Document excerpt:
════

I think everyone's main problem Andre, is that you said you prefer a composer you are familiar with over a composer you are not. While this is not in itself a problem, the fact that you don't truly know if you like one over the other is problematic. If you worded it: 'From the little I have heard, I prefer one A the B, but I am willing to look further into A' (even without the last half), would be better. That said, some are overreacting and being aggressive, though they have a point.


----------



## JTech82

Yagan Kiely said:


> I think everyone's main problem Andre, is that you said you prefer a composer you are familiar with over a composer you are not. While this is not in itself a problem, the fact that you don't truly know if you like one over the other is problematic. If you worded it: 'From the little I have heard, I prefer one A the B, but I am willing to look further into A' (even without the last half), would be better. That said, some are overreacting and being aggressive, though they have a point.


Well put, Yagan.


----------



## Sid James

Well, let me clarify what I was kind of attempting to say, originally. There were other neoromantic composers like Barber, from the other side of the Atlantic.

Similar to him is the British Walton, almost an exact contemporary, who produced (like Barber) symphonies, concertos and chamber works.

Other composers whose work can be described as neoromantic are the Hungarian Erno Dohnanyi and, to a degree, Walton's friend Malcolm Arnold.

So Barber was certainly not alone in what he was doing - replying to the romantic tradition of composers like Brahms from a mid Twentieth Century viewpoint.

That's the addition to this forum that I'd like to make. Hope that's not too controversial!


----------



## JTech82

Andre said:


> Well, let me clarify what I was kind of attempting to say, originally. There were other neoromantic composers like Barber, from the other side of the Atlantic.

════

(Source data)
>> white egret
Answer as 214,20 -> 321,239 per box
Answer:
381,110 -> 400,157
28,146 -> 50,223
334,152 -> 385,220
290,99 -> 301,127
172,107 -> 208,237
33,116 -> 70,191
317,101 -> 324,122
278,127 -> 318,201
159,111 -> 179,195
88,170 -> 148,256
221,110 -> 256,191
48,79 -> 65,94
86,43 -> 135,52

════

What the task asks:
From the forum thread on neoromantic composers above, quote everything from "Well put, Yagan." down to "and chamber works.".

Expected output:
Well put, Yagan.


----------



## Sid James

Well, let me clarify what I was kind of attempting to say, originally. There were other neoromantic composers like Barber, from the other side of the Atlantic.

Similar to him is the British Walton, almost an exact contemporary, who produced (like Barber) symphonies, concertos and chamber works.